> **Data shown**
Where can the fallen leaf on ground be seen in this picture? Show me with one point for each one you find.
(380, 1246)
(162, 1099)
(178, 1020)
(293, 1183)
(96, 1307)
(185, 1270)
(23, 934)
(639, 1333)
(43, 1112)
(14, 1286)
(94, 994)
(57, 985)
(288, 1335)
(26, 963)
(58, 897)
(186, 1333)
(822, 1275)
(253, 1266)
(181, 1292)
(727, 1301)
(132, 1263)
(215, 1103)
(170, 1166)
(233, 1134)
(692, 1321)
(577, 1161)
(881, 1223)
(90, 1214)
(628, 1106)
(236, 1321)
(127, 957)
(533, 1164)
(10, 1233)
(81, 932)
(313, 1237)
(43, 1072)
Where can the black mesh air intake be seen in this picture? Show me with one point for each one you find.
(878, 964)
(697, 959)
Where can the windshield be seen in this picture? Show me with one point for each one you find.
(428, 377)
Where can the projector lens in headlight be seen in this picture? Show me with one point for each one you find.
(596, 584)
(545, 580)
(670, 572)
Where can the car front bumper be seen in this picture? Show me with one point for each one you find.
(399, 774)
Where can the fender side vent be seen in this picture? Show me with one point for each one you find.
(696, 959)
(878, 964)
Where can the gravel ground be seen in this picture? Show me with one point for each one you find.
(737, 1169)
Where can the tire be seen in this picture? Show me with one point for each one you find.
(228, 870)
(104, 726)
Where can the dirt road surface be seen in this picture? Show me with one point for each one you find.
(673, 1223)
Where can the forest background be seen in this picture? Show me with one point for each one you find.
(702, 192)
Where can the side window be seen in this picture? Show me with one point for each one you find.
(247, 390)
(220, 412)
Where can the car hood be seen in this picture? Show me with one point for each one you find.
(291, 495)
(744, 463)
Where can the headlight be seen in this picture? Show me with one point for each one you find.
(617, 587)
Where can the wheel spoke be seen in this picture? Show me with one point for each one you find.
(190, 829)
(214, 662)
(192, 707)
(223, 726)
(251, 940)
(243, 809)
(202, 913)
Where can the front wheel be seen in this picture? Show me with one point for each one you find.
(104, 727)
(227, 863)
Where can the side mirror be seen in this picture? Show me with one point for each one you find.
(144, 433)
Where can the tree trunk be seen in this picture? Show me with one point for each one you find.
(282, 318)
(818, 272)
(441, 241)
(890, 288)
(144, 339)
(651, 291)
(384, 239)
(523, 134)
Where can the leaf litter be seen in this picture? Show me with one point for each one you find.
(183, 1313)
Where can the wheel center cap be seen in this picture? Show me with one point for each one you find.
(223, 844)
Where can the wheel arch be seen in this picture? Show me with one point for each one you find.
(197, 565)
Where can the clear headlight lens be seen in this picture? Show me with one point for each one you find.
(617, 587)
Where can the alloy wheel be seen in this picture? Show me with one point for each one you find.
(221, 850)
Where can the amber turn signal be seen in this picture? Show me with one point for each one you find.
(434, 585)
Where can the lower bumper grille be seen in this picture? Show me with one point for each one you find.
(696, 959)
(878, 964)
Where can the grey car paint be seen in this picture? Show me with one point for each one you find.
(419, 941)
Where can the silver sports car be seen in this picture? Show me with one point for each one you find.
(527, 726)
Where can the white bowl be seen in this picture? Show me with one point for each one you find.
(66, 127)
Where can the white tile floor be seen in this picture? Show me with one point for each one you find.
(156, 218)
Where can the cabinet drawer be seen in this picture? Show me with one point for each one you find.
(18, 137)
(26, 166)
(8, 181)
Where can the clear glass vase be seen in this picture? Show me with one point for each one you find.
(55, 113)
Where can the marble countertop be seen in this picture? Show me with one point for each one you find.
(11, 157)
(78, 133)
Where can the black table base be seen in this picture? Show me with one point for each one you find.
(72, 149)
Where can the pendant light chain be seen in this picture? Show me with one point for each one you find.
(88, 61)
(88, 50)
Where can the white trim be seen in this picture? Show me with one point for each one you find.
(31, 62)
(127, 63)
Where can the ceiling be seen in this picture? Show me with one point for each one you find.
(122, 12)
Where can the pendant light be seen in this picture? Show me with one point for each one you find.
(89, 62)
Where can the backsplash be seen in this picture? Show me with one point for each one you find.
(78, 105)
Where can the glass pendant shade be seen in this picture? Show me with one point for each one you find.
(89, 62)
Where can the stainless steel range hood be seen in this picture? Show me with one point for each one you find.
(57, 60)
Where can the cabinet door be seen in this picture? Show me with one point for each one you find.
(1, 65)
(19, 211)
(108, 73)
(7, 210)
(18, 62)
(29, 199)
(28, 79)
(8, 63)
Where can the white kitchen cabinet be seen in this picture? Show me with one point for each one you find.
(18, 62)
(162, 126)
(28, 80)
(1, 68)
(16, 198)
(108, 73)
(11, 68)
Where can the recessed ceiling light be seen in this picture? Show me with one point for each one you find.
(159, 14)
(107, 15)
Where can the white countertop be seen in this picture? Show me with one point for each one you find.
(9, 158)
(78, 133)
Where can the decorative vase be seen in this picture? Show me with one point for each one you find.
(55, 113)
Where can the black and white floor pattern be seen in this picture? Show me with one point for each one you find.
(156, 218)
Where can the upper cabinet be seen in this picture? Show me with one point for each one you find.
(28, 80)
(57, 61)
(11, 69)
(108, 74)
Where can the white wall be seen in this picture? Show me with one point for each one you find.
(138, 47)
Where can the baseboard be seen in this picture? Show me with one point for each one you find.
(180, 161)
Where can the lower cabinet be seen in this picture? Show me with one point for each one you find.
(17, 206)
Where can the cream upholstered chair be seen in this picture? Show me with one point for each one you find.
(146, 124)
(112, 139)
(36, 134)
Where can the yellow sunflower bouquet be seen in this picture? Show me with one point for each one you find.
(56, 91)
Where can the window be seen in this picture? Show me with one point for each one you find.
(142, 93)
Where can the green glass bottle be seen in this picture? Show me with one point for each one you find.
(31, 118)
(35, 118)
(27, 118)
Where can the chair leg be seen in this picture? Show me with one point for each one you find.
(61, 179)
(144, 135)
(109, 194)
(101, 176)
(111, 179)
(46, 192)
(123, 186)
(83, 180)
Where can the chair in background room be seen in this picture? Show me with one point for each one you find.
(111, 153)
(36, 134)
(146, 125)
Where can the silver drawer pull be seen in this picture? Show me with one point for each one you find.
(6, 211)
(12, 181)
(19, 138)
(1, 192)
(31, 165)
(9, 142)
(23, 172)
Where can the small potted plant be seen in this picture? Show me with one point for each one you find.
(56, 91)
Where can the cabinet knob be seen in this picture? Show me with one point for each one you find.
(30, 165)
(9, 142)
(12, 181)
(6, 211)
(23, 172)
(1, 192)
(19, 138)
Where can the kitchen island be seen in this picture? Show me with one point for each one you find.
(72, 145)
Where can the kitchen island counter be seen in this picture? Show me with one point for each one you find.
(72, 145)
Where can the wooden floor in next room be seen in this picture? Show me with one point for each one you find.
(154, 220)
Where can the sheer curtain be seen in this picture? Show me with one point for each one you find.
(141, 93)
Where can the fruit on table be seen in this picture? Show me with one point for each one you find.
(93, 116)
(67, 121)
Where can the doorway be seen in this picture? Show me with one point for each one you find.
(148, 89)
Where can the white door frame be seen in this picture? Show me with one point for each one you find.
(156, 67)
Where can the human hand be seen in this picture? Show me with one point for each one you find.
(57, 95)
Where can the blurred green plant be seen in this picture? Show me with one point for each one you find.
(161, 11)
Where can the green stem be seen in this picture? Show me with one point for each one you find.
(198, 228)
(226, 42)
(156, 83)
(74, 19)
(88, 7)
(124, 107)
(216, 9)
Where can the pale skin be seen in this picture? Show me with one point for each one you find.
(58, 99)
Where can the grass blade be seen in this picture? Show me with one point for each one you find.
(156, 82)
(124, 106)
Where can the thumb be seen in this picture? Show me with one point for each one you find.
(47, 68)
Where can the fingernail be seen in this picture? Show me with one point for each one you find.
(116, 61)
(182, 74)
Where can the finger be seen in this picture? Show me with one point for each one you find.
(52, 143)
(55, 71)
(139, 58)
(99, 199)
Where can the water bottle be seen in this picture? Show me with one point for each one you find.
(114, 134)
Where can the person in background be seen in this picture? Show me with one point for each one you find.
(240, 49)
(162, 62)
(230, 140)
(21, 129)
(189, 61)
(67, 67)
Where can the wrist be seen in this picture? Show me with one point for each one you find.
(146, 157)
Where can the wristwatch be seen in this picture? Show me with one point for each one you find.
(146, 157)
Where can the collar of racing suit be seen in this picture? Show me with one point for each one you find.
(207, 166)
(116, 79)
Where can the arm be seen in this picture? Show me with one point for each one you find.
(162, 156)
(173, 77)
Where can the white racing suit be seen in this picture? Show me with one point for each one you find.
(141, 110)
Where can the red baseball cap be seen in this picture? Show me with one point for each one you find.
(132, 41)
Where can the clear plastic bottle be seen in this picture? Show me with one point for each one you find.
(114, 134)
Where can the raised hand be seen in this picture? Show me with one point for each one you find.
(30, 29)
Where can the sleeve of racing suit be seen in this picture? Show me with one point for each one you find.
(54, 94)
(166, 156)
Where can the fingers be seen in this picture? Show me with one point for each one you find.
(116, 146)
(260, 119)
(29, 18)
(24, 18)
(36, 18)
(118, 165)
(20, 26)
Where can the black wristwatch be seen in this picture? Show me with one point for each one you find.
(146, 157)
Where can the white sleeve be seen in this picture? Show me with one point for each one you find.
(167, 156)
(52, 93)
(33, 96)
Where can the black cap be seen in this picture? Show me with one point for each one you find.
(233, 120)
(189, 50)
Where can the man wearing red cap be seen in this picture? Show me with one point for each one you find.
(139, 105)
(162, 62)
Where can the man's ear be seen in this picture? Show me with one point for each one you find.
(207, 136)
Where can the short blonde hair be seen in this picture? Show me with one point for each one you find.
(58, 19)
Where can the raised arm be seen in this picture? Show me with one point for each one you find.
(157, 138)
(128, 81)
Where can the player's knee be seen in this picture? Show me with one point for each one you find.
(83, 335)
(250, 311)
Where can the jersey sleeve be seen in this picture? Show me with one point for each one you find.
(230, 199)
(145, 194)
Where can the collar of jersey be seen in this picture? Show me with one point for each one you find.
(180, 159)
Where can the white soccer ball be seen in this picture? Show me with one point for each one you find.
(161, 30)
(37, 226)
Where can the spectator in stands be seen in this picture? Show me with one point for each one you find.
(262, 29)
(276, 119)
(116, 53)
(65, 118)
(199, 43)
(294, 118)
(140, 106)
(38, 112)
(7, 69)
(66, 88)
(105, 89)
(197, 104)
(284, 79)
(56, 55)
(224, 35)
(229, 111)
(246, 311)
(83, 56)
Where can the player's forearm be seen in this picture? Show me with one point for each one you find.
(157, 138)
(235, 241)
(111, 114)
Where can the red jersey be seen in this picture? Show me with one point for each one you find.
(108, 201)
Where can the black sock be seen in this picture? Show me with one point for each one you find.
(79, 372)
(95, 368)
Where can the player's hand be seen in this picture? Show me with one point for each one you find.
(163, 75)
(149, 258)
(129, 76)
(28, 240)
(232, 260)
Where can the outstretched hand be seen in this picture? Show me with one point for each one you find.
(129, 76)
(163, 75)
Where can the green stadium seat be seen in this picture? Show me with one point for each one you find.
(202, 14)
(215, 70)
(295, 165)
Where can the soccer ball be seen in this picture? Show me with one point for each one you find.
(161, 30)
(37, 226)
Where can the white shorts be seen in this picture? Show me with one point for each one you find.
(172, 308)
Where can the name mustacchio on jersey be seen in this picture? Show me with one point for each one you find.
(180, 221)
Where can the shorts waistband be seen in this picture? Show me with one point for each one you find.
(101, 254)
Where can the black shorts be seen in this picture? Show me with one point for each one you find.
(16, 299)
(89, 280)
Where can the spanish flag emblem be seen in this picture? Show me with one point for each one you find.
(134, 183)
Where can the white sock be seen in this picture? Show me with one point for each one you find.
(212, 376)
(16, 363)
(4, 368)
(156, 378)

> **Exercise prompt**
Copy out word for word everything in the records from the line containing "Where can the soccer" down to the last line, including both of those lines.

> **Exercise response**
Where can the soccer ball be seen in this picture? Show me with one point for each one you find.
(161, 30)
(37, 226)
Where can the white shorts be seen in this picture? Show me with one point for each one you find.
(172, 308)
Where can the name mustacchio on jersey be seen in this picture? Show me with one point for each one you find.
(180, 221)
Where can the shorts waistband be seen in this picture? Show me with one point for each one you find.
(101, 254)
Where can the black shorts be seen in this picture? Show me with one point for each one you find.
(16, 299)
(89, 280)
Where can the spanish flag emblem be seen in this picture? Show me with one point for each one you find.
(134, 183)
Where can the white sock be seen in this picture? Show me with one point for each one you find.
(212, 376)
(16, 363)
(4, 368)
(156, 378)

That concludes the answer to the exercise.